■ Records from a data source ■
━━━━
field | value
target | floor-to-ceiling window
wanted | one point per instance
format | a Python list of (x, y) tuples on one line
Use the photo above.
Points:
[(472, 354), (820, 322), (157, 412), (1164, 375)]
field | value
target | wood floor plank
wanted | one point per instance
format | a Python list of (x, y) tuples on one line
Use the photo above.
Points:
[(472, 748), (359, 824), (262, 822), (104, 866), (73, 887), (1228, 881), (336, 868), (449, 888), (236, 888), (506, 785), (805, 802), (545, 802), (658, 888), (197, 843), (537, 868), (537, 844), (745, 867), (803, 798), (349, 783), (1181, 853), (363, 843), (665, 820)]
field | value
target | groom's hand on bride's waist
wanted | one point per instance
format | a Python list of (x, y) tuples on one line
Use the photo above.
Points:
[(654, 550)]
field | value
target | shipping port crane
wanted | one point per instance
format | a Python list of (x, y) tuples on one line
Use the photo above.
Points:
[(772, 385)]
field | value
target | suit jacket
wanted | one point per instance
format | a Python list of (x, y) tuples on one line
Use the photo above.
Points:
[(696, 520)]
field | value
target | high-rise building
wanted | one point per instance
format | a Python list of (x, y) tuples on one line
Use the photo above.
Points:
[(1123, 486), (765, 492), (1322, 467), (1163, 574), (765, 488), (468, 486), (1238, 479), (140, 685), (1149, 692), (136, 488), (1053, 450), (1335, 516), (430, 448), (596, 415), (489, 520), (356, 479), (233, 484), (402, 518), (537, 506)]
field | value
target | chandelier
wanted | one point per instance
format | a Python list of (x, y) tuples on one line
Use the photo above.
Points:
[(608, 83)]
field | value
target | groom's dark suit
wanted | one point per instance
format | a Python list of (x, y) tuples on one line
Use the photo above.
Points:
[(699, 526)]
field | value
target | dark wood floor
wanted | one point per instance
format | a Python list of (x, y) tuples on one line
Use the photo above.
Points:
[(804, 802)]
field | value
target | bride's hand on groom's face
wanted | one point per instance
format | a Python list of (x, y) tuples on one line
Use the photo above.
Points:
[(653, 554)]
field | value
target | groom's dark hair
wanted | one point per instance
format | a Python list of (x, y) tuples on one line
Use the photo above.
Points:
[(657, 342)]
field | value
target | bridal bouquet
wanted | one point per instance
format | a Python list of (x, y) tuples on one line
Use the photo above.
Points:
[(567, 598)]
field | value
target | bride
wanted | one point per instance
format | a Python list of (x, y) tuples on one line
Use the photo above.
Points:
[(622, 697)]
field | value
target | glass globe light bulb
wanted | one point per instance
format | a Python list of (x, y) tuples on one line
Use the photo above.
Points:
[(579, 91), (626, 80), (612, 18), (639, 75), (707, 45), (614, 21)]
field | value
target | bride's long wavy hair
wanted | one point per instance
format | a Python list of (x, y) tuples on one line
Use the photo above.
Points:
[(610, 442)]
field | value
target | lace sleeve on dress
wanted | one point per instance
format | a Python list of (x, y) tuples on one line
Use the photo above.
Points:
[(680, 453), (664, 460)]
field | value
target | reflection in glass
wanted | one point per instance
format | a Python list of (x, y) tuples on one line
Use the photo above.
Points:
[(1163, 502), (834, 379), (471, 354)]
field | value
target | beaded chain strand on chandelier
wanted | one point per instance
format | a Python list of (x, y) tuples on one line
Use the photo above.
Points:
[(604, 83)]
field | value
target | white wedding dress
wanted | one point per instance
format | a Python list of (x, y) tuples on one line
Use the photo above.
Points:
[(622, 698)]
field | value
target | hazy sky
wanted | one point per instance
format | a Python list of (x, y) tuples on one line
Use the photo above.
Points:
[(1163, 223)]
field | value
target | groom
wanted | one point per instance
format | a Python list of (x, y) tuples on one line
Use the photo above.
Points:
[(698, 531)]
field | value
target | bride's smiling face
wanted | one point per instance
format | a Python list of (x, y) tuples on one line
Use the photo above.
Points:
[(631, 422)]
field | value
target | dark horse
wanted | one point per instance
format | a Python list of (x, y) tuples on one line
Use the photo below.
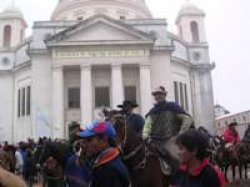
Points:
[(53, 158), (144, 167)]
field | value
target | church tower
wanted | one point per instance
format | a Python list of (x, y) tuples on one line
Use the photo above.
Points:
[(191, 27), (12, 28), (190, 23)]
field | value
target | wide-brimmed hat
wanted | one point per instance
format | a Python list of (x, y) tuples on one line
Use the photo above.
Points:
[(159, 89), (99, 128), (128, 103)]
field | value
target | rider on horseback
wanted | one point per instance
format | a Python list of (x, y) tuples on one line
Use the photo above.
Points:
[(231, 136), (135, 120), (163, 122)]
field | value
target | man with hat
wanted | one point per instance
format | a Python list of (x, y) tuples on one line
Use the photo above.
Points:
[(162, 124), (135, 120), (231, 136), (105, 162)]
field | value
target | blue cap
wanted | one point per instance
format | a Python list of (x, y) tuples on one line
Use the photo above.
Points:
[(99, 128)]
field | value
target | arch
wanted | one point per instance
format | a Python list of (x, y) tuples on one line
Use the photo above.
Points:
[(7, 36), (195, 31)]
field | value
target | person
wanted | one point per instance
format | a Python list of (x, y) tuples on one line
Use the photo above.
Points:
[(239, 183), (231, 136), (162, 124), (195, 169), (8, 179), (246, 137), (77, 174), (104, 160), (135, 120)]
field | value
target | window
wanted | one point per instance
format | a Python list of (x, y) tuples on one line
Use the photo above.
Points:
[(130, 92), (74, 97), (122, 17), (176, 92), (7, 36), (102, 96), (28, 101), (182, 95), (19, 103), (23, 102), (186, 97), (194, 31)]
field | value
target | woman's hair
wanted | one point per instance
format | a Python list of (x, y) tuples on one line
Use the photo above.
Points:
[(239, 183), (193, 140)]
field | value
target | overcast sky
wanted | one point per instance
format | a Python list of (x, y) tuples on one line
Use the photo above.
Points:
[(228, 34)]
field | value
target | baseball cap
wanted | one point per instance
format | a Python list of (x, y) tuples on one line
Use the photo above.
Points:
[(99, 128)]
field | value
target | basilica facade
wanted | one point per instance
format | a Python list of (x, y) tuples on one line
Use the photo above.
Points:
[(95, 53)]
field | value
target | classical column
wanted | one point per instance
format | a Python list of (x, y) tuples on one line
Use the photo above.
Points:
[(117, 85), (145, 88), (86, 95), (58, 102)]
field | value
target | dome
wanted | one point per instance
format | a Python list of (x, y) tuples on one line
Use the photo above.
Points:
[(190, 9), (12, 12), (117, 9)]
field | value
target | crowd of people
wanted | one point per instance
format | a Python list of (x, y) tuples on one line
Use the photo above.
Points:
[(96, 158)]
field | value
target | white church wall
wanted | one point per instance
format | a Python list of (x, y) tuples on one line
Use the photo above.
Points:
[(161, 71), (42, 94), (21, 54), (6, 60), (6, 103), (22, 124), (180, 51), (181, 74)]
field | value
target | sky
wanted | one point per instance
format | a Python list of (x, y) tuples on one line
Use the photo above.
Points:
[(228, 35)]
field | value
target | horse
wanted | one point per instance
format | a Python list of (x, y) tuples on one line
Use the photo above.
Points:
[(236, 155), (144, 167)]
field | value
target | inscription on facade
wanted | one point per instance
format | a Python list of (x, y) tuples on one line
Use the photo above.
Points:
[(60, 54)]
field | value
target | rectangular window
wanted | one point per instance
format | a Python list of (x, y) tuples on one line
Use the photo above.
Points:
[(19, 103), (186, 97), (182, 95), (130, 93), (176, 92), (74, 97), (23, 102), (102, 96), (28, 101)]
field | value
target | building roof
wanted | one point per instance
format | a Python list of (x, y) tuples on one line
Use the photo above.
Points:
[(74, 9), (189, 9)]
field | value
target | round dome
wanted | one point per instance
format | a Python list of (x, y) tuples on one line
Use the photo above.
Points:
[(117, 9), (12, 12), (190, 9)]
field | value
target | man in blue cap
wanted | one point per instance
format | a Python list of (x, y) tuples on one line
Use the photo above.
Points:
[(106, 164)]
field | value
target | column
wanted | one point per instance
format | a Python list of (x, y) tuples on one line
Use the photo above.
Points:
[(145, 88), (58, 102), (117, 93), (86, 95)]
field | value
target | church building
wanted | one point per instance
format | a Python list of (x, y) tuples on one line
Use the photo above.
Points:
[(95, 53)]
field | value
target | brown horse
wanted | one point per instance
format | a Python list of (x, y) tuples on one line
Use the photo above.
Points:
[(144, 167), (234, 156)]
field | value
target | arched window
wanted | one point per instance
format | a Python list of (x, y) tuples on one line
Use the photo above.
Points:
[(7, 36), (195, 31)]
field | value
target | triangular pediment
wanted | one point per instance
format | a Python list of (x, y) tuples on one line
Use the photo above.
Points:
[(99, 29)]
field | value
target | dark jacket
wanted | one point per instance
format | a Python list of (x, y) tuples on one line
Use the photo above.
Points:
[(112, 173), (204, 176)]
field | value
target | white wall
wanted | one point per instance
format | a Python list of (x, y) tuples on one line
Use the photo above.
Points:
[(6, 104)]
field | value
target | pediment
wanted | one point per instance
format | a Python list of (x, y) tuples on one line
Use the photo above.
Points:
[(101, 29)]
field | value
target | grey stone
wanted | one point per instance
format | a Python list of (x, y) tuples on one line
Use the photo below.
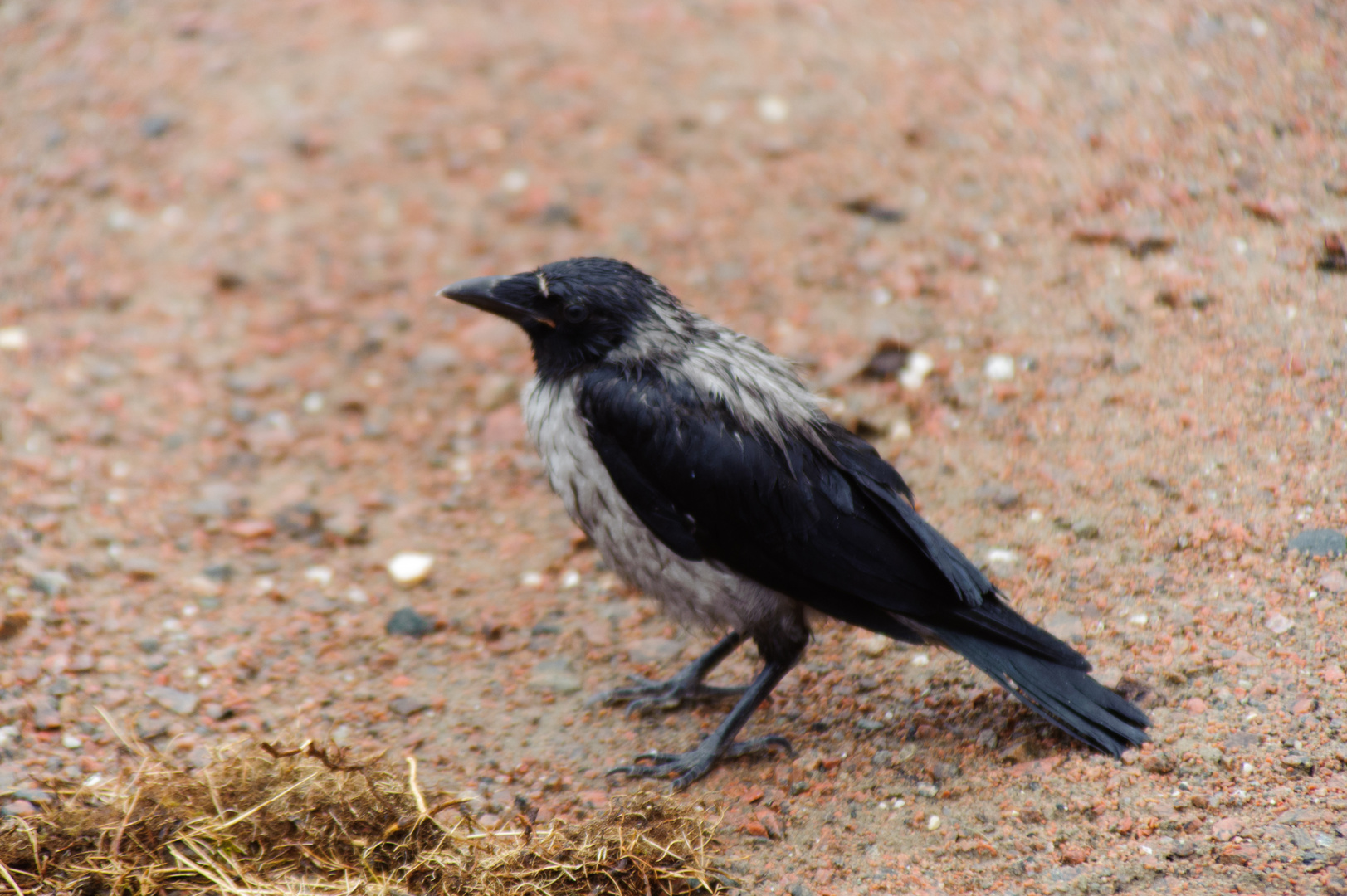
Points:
[(50, 582), (408, 621), (218, 573), (151, 728), (1319, 543), (1066, 626), (173, 699), (1000, 494), (406, 706), (155, 125), (555, 675), (437, 358)]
━━━━
From the records given above, copy all lines containing "window".

■ TASK RESPONSE ■
target | floor-to-ceiling window
target | window
target | rectangular window
target | arched window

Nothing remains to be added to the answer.